• _DOKUMENT_:
_ _ _
Die oben beschriebene ergänzende Vertragsauslegung können die Parteien in Form einer einvernehmlichen Verständigung selbst durchführen oder das dem Gericht überlassen (wenn eine Einigung nicht möglich ist).

OLG-Maßgaben gelten auch bei Monatspauschalen

Erfreulich ist die Feststellung der Richter, dass diese Grundsätze auch gelten, wenn monatliche Honorarpauschalen vereinbart und gezahlt werden. Das Gericht hat damit die kalkulatorische Herleitung aus den vertraglichen Regelungen anerkannt und auf die aufwendige Aufstellung eines Einzelnachweises verzichtet.

 

Das ursprünglich vereinbarte Honorar war zwar pauschaliert. Die Monatspauschalen hatten aber zumindest grob den jeweils geschätzten Personalaufwand (abhängig von Baufortschritt und Nähe zum Fertigstellungstermin) berücksichtigt. Maßgeblich für das verzögerungsbedingte Zusatzhonorar war danach nicht eine allgemein übliche Vergütung, für die es angesichts der Einzigartigkeit des zu koordinierenden Projekts ohnehin kaum eine Vergleichsmöglichkeit gab, sondern eine individuell ausgestaltete Vergütung für eine spezialisierte Tätigkeit, die erhebliche Vorkenntnisse erforderte.

 

Außerdem war von Anfang an zwischen den Vertragspartnern klar, dass die Vergütung zwar pauschal „glattgezogen“, also möglichst unbürokratisch gehandhabt wird. Bei der Schließung der Vertragslücke in Sachen Terminverzögerung war damit auch insoweit an den vorhandenen Vertragsinhalt (also auch an den kalkulatorischen Maßgaben) anzuknüpfen.
_ _ _
• _AUFGABE 1_: Kannst du den Text zur ergänzenden Vertragsauslegung vollständig und wortgetreu wiedergeben?

• _Daten zur Punktmarkierung auf Fotos_:
_ _ _
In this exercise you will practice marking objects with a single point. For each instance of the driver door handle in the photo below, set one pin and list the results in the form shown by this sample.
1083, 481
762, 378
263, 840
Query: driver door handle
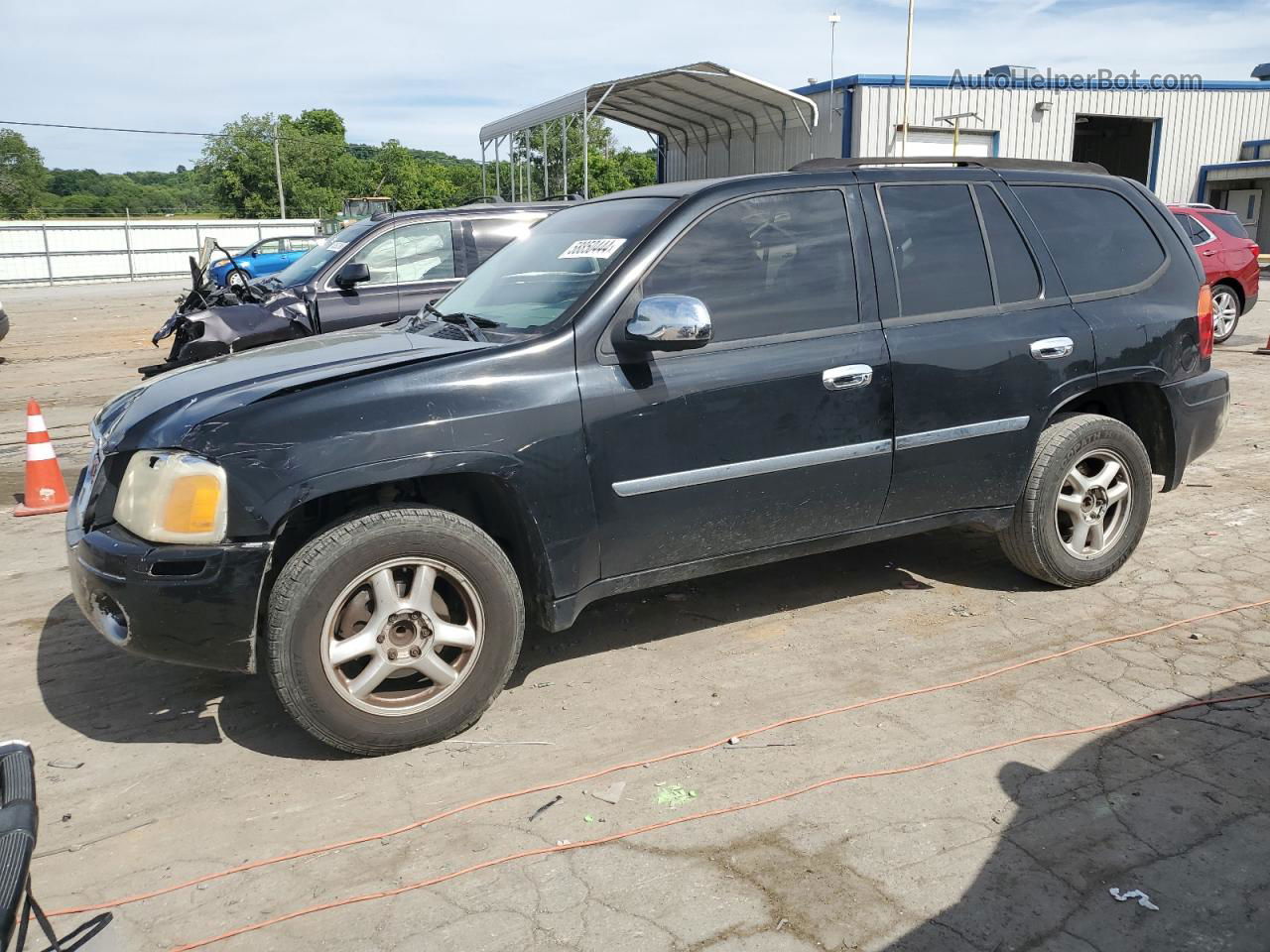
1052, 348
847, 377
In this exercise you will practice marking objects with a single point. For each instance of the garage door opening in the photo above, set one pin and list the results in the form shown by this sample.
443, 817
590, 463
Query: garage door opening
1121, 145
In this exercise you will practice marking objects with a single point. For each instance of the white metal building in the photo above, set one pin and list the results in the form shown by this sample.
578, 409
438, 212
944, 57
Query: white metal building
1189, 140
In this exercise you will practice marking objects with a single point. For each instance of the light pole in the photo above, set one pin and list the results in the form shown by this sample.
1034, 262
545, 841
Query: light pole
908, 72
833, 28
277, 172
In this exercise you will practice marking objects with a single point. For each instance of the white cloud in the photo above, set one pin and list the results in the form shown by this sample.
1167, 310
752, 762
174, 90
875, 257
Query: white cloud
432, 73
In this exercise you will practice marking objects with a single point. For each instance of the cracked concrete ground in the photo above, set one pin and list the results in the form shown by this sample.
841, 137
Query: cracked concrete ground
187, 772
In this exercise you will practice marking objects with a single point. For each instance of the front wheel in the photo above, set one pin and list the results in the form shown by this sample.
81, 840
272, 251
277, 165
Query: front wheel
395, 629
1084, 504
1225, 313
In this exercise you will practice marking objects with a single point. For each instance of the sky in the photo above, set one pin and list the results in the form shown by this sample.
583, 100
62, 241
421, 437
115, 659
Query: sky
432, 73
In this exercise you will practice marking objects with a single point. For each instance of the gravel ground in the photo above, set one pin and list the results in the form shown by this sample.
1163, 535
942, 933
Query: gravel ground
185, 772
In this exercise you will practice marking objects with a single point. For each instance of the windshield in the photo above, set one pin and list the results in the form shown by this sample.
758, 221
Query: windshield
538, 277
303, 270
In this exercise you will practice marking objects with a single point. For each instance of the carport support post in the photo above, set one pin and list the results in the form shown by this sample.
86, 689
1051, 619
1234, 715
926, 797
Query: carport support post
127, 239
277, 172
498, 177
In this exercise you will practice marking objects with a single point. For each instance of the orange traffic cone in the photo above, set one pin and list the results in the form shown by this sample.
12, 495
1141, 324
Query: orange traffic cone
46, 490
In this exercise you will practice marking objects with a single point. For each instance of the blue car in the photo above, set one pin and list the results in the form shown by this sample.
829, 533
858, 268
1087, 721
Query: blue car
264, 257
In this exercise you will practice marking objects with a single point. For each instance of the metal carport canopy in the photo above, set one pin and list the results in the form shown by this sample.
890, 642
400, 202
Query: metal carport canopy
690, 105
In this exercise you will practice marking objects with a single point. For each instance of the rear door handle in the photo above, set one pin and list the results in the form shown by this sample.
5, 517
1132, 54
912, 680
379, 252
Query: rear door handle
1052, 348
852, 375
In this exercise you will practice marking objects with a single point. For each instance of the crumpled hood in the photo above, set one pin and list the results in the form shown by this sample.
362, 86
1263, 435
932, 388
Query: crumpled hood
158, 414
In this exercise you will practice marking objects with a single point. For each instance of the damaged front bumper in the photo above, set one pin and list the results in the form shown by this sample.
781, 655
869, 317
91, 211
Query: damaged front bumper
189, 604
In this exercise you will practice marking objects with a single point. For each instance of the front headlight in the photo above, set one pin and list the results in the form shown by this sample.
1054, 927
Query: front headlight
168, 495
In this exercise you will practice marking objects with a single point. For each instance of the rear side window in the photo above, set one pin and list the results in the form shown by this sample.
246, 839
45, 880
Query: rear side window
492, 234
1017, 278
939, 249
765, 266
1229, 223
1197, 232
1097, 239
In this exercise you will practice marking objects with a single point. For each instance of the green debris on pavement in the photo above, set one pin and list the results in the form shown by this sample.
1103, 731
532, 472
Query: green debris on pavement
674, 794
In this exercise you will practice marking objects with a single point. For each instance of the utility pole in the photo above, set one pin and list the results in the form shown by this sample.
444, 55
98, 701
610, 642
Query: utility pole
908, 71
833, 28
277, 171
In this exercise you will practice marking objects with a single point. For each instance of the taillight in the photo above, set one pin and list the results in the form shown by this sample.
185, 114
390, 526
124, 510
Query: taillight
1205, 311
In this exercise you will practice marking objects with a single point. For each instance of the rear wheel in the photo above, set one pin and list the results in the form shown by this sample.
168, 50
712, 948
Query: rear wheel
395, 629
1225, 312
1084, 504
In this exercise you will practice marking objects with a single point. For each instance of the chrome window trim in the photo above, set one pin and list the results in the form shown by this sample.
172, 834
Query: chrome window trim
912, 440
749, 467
_ _ _
• _AUFGABE 2_: Welche Zeilen der Auflistung enthalten die Zeichenfolge „chrome“? Schreib jede dieser Zeilen vollständig ab und achte dabei auf Groß- und Kleinschreibung.

• _MUSTERLÖSUNG 1_:
Die oben beschriebene ergänzende Vertragsauslegung können die Parteien in Form einer einvernehmlichen Verständigung selbst durchführen oder das dem Gericht überlassen (wenn eine Einigung nicht möglich ist).

OLG-Maßgaben gelten auch bei Monatspauschalen

Erfreulich ist die Feststellung der Richter, dass diese Grundsätze auch gelten, wenn monatliche Honorarpauschalen vereinbart und gezahlt werden. Das Gericht hat damit die kalkulatorische Herleitung aus den vertraglichen Regelungen anerkannt und auf die aufwendige Aufstellung eines Einzelnachweises verzichtet.

 

Das ursprünglich vereinbarte Honorar war zwar pauschaliert. Die Monatspauschalen hatten aber zumindest grob den jeweils geschätzten Personalaufwand (abhängig von Baufortschritt und Nähe zum Fertigstellungstermin) berücksichtigt. Maßgeblich für das verzögerungsbedingte Zusatzhonorar war danach nicht eine allgemein übliche Vergütung, für die es angesichts der Einzigartigkeit des zu koordinierenden Projekts ohnehin kaum eine Vergleichsmöglichkeit gab, sondern eine individuell ausgestaltete Vergütung für eine spezialisierte Tätigkeit, die erhebliche Vorkenntnisse erforderte.

 

Außerdem war von Anfang an zwischen den Vertragspartnern klar, dass die Vergütung zwar pauschal „glattgezogen“, also möglichst unbürokratisch gehandhabt wird. Bei der Schließung der Vertragslücke in Sachen Terminverzögerung war damit auch insoweit an den vorhandenen Vertragsinhalt (also auch an den kalkulatorischen Maßgaben) anzuknüpfen.

• _MUSTERLÖSUNG 2_:
In this exercise you will practice marking objects with a single point. For each instance of the chrome window trim in the photo above, set one pin and list the results in the form shown by this sample.
Query: chrome window trim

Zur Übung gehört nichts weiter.